What to produce =
Copy only the lines from the one containing "Task: Where can the green painted" through the final line of the records below, exactly as written, with no pictures.

(Rows from a pointing dataset)
--*--

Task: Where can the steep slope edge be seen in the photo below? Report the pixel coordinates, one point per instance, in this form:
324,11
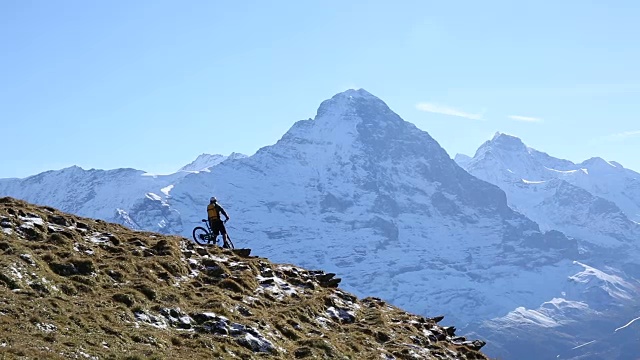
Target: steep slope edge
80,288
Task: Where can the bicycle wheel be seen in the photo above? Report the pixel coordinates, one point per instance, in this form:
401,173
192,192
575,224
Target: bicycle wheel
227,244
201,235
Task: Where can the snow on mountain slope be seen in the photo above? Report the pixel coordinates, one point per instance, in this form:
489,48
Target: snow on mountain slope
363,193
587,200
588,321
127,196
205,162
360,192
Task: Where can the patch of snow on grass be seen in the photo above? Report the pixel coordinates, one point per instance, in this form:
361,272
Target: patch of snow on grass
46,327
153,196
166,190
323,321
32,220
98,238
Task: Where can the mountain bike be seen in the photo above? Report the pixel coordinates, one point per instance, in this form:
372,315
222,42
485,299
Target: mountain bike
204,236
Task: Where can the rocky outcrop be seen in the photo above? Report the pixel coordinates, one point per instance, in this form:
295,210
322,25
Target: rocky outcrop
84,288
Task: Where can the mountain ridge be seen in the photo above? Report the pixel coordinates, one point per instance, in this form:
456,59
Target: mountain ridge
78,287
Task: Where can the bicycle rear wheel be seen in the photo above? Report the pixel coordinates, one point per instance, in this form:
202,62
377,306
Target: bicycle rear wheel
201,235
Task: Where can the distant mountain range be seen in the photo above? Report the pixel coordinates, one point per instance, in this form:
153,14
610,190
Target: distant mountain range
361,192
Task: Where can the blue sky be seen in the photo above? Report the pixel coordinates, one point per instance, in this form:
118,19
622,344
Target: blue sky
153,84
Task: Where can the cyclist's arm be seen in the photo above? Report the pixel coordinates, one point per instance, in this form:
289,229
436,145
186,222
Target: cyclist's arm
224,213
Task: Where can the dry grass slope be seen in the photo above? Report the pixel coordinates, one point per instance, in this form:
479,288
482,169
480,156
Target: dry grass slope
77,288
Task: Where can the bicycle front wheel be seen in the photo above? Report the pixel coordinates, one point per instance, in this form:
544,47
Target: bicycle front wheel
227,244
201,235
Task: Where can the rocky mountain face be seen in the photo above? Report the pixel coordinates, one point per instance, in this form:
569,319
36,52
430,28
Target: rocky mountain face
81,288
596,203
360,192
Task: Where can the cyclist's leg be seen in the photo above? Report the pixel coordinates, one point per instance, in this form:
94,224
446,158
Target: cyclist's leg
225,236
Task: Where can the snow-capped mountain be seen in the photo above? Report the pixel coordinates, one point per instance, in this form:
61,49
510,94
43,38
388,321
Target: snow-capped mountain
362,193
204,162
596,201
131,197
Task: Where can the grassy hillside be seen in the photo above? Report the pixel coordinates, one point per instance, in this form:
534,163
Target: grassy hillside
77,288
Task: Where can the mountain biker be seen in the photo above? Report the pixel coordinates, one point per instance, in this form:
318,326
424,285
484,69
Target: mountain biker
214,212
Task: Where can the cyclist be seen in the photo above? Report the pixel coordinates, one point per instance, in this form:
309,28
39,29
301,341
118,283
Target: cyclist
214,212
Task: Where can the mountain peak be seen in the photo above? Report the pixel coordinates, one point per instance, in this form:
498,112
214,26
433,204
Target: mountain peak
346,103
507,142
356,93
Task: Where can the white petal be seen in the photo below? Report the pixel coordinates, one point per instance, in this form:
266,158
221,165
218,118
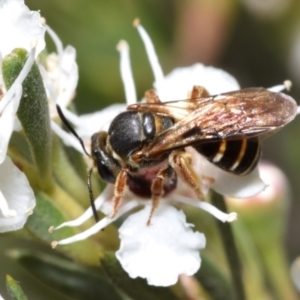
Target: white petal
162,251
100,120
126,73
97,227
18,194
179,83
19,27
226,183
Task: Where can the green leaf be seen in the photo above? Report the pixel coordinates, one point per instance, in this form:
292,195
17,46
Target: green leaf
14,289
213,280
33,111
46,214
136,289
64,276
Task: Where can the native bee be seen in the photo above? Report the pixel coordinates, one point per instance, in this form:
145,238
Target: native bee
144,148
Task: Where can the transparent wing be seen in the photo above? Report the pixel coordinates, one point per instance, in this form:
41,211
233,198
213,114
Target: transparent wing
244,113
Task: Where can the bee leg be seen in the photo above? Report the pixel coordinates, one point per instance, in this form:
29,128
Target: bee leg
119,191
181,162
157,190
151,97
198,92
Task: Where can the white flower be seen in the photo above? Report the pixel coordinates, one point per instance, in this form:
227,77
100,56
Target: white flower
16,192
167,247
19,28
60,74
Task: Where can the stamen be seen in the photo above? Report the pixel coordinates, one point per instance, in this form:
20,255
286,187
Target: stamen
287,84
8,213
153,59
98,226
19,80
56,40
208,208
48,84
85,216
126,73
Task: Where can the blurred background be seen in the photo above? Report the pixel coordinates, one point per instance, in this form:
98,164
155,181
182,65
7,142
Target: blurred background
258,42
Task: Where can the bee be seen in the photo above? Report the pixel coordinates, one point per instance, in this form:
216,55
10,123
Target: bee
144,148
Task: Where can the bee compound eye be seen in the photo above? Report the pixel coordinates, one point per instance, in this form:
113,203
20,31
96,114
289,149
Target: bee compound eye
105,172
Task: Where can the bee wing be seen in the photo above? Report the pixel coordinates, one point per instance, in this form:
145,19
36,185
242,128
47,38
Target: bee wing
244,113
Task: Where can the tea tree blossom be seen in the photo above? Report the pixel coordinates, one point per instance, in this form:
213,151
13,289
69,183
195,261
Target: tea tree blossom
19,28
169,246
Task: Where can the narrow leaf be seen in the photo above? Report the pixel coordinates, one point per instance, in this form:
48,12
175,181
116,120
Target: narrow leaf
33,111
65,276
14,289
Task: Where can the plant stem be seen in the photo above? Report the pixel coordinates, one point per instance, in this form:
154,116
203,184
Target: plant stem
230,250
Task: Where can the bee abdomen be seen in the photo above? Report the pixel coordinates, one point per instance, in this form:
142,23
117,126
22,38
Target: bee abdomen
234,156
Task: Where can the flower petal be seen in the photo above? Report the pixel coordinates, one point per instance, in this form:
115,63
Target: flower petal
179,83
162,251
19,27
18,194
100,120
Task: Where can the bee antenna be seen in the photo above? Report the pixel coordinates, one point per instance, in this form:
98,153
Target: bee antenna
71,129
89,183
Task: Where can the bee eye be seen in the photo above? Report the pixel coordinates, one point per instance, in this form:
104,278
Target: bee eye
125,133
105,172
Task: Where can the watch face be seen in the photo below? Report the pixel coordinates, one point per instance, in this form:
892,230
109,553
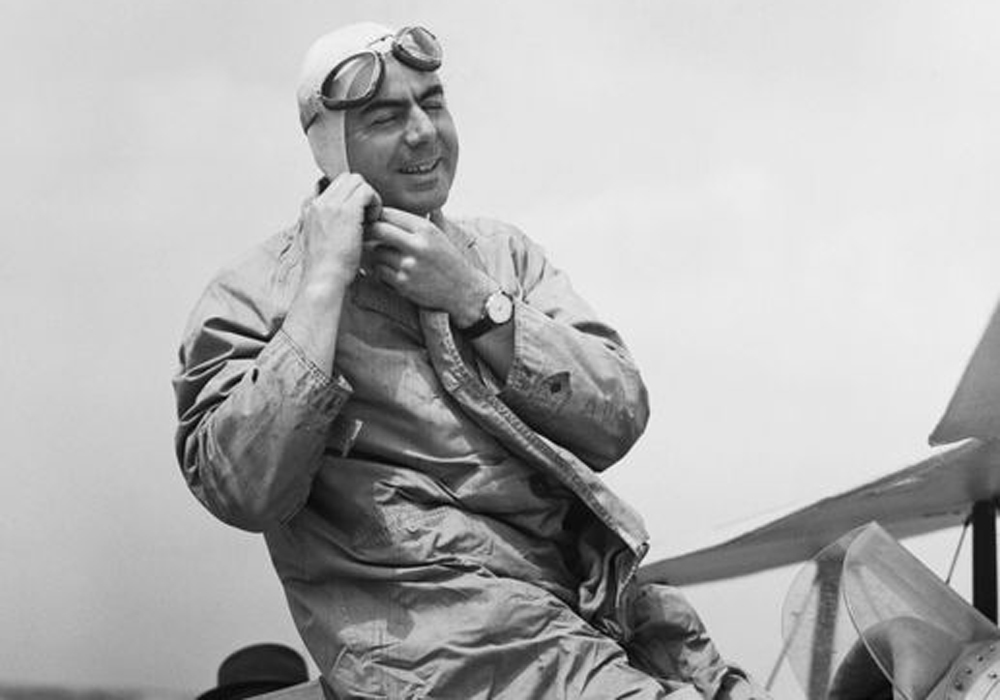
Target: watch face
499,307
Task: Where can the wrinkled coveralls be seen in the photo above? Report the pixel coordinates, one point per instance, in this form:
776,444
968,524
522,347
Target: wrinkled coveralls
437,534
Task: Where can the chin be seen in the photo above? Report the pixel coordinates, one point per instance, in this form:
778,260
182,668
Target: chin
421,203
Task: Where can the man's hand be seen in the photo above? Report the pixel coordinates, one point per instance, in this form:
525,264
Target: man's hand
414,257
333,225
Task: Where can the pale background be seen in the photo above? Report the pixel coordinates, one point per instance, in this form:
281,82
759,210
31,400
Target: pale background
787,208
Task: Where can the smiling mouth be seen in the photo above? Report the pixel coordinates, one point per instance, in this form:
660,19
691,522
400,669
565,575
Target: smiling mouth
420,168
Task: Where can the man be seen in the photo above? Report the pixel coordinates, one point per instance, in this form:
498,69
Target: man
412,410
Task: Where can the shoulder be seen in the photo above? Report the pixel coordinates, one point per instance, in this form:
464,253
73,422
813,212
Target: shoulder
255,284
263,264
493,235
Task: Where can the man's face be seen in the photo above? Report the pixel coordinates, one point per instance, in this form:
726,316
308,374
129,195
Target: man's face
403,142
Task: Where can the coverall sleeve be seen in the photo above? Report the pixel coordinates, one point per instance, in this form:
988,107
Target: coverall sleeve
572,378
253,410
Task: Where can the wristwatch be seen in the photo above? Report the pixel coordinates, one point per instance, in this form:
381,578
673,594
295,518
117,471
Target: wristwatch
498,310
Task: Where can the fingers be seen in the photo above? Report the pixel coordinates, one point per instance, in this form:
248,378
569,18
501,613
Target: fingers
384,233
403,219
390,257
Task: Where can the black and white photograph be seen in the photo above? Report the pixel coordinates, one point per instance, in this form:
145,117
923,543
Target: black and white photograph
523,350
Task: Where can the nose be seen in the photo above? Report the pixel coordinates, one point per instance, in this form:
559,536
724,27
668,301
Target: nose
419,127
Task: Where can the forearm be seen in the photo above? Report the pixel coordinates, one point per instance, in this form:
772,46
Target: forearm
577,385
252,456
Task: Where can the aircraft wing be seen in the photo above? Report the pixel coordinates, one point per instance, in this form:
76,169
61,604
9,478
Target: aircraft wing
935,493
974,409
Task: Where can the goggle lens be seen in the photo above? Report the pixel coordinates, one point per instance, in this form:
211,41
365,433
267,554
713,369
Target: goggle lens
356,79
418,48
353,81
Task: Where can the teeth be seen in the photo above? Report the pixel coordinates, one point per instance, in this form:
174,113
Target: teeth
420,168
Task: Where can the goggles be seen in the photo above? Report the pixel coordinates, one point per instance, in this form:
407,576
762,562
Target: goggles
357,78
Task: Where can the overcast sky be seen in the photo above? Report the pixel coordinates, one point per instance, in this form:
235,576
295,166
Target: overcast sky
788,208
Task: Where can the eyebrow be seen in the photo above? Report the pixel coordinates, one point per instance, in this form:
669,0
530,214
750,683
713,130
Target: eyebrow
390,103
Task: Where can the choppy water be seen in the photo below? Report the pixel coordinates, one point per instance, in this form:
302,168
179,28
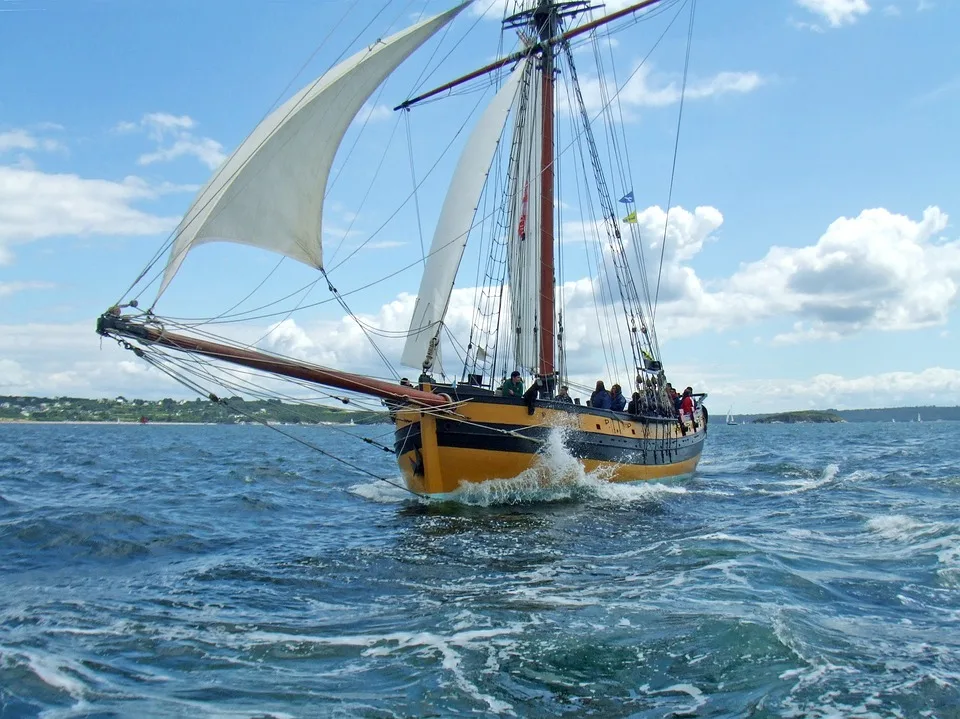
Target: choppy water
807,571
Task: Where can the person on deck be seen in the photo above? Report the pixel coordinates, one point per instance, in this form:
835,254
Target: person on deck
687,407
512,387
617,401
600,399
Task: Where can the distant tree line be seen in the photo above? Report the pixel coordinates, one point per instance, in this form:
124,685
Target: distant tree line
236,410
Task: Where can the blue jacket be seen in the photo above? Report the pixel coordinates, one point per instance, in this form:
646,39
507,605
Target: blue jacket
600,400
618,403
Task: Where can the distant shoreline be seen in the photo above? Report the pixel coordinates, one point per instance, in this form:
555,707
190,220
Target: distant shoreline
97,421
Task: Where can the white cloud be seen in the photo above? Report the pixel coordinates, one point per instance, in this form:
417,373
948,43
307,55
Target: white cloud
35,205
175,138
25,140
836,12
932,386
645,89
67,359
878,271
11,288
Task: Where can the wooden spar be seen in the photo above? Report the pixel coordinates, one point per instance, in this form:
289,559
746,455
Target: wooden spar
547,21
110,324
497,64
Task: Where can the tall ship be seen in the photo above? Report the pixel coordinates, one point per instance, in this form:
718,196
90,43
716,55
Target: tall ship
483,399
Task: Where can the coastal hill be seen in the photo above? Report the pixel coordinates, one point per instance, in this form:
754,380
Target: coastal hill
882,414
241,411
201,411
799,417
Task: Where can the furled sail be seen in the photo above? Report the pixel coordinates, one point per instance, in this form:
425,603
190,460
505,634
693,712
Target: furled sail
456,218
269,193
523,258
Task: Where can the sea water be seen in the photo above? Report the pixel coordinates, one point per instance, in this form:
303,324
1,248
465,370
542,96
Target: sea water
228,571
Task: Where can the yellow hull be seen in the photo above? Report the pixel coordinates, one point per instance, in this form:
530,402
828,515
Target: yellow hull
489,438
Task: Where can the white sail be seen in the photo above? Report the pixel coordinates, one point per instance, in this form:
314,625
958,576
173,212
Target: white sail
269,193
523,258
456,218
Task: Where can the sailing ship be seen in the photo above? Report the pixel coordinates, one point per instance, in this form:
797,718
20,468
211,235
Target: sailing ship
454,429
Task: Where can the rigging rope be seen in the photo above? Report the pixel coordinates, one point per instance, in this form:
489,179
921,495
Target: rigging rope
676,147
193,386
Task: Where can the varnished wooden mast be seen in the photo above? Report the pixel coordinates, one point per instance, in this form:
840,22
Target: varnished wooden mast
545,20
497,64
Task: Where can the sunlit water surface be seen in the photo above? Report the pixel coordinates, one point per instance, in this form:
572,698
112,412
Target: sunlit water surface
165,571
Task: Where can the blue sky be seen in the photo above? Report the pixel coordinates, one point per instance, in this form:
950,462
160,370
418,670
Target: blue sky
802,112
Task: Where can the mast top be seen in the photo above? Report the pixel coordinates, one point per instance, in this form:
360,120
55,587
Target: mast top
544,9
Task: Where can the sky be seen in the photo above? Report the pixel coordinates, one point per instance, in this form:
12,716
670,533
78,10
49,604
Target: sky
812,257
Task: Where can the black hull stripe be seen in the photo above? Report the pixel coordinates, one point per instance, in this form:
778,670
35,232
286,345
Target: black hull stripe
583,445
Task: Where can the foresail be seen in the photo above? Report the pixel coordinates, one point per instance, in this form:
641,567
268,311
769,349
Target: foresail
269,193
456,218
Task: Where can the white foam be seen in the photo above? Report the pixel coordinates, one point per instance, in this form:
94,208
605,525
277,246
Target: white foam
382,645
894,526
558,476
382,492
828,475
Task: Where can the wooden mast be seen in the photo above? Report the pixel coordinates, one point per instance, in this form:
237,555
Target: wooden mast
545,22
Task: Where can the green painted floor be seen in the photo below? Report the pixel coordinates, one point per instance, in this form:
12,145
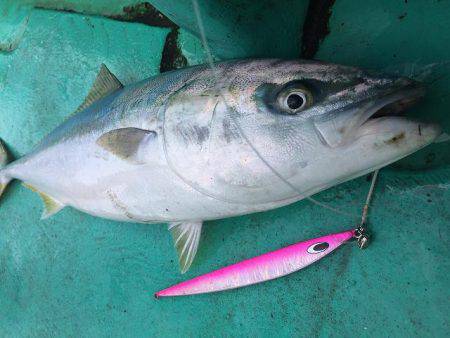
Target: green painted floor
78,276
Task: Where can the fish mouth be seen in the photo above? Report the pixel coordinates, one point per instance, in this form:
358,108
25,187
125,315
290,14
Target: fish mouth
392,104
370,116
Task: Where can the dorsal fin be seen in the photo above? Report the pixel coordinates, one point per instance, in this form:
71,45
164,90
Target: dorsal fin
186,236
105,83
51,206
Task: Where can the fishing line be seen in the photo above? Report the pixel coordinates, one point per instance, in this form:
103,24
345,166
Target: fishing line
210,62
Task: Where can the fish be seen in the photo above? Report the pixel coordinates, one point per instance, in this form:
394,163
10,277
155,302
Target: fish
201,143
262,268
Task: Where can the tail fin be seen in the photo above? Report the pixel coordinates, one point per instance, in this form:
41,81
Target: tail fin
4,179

--*--

Solution to the problem =
Task: Where can the green painted floor be seen in the photo below? Report the pixel coordinates, one point per instance, in this form:
12,145
Target: green painted floor
78,276
Task: Where can the fish mouth be seen in the photo above? Report the pixel coordinates, one point per instance, in this form:
358,108
25,187
125,315
290,14
Target: fish mouth
392,104
370,116
Task: Where can the dorsal fin be seen in the photo above? Report the pixel coordinates, one point per instance, in this form:
71,45
164,90
Target: dorsal fin
186,236
105,83
51,206
Task: Where can the fishing line be seen in the photo above? Report the pixel coordinates, one point per instance, in this form:
103,24
345,166
Target: fishing line
210,62
Task: Where can the fish be seen in the photo above? Report the pixel coordinates, one point per instance, in this form:
394,163
10,277
155,302
Target: fish
201,143
262,268
Task: Where can the tail fin be seen in the photo above? Report the pixel coordinates, one point per instance, in this form:
41,81
Target: tail fin
4,179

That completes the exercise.